═════ Records for processing ═════

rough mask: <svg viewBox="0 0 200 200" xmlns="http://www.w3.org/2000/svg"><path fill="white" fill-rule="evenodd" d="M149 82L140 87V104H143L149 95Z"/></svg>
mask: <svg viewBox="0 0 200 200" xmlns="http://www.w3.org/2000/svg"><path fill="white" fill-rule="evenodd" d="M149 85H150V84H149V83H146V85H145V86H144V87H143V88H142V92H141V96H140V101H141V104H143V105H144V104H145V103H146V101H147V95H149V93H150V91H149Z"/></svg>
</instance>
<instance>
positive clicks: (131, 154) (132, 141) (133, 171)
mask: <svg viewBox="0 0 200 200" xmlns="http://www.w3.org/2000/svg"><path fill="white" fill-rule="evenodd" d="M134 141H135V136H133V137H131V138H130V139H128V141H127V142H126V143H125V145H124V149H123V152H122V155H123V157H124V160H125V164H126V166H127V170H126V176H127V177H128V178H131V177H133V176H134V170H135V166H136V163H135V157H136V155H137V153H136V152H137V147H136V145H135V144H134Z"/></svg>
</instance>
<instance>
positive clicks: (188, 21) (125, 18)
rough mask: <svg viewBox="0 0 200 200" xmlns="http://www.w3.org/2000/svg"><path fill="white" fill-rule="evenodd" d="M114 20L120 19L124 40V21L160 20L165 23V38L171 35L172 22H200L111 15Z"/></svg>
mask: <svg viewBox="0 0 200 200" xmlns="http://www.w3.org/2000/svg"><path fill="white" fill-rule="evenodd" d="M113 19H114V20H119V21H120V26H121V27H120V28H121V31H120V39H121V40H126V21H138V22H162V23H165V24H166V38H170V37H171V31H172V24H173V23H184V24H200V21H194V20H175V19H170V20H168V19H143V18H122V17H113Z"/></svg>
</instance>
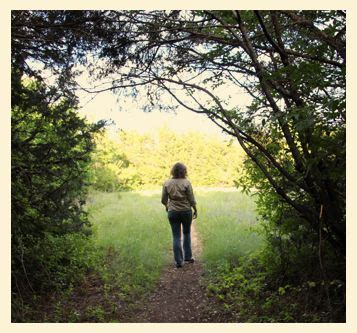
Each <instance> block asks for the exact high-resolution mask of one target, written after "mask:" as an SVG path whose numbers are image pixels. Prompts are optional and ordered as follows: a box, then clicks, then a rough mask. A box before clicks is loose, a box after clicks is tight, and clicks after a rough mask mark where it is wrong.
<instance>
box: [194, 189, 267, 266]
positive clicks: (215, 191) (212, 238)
mask: <svg viewBox="0 0 357 333" xmlns="http://www.w3.org/2000/svg"><path fill="white" fill-rule="evenodd" d="M196 197H197V202H198V209H199V216H198V219H197V221H196V222H197V229H198V231H199V234H200V236H201V239H202V241H203V253H202V261H203V262H204V264H205V266H206V269H207V270H214V269H216V268H218V267H219V266H222V265H227V264H228V265H237V264H238V263H239V261H240V260H241V258H242V257H243V256H247V255H249V253H251V252H252V251H254V250H257V249H258V248H259V247H260V246H261V244H262V239H261V237H260V236H259V235H258V234H257V232H256V231H255V229H256V224H257V216H256V213H255V204H254V200H253V198H251V197H249V196H247V195H244V194H242V193H240V192H239V191H237V190H233V189H232V190H225V191H209V190H206V191H204V190H200V191H198V192H197V195H196Z"/></svg>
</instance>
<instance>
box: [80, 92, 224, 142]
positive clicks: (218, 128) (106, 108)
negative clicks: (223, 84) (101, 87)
mask: <svg viewBox="0 0 357 333" xmlns="http://www.w3.org/2000/svg"><path fill="white" fill-rule="evenodd" d="M138 98H140V96H139V97H138ZM143 98H146V96H145V95H144V97H143ZM89 99H90V96H88V95H87V96H86V97H85V96H84V98H81V99H80V100H81V105H83V108H82V109H81V110H80V113H81V114H83V115H85V116H86V117H87V118H88V120H90V121H97V120H100V119H112V120H113V121H114V122H115V124H116V126H115V127H116V128H117V129H123V130H135V131H138V132H140V133H145V132H151V131H155V130H157V129H158V128H160V127H163V126H164V125H166V126H167V127H169V128H170V129H171V130H173V131H175V132H178V133H182V132H185V131H198V132H202V133H205V134H209V135H215V136H223V134H222V131H221V129H220V128H219V127H218V126H217V125H215V124H214V123H213V122H212V121H210V120H209V119H208V118H207V117H206V116H205V115H201V114H197V113H194V112H192V111H188V110H186V109H184V108H179V109H177V110H176V112H174V111H167V112H166V111H159V110H154V111H151V112H144V111H142V105H143V104H145V100H142V99H141V100H139V101H130V100H125V101H124V102H120V100H119V101H117V98H116V96H115V95H114V94H113V93H111V92H103V93H100V94H98V95H97V96H96V97H95V98H94V99H93V100H91V101H89V102H88V103H87V101H88V100H89Z"/></svg>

═════

» Task: Pull out every line of the data above that contains the string "positive", and copy each one unchanged.

» Worked solution:
positive clicks: (131, 154) (132, 141) (133, 171)
positive clicks: (188, 21) (125, 18)
positive clicks: (215, 191) (212, 238)
positive clicks: (218, 128) (106, 108)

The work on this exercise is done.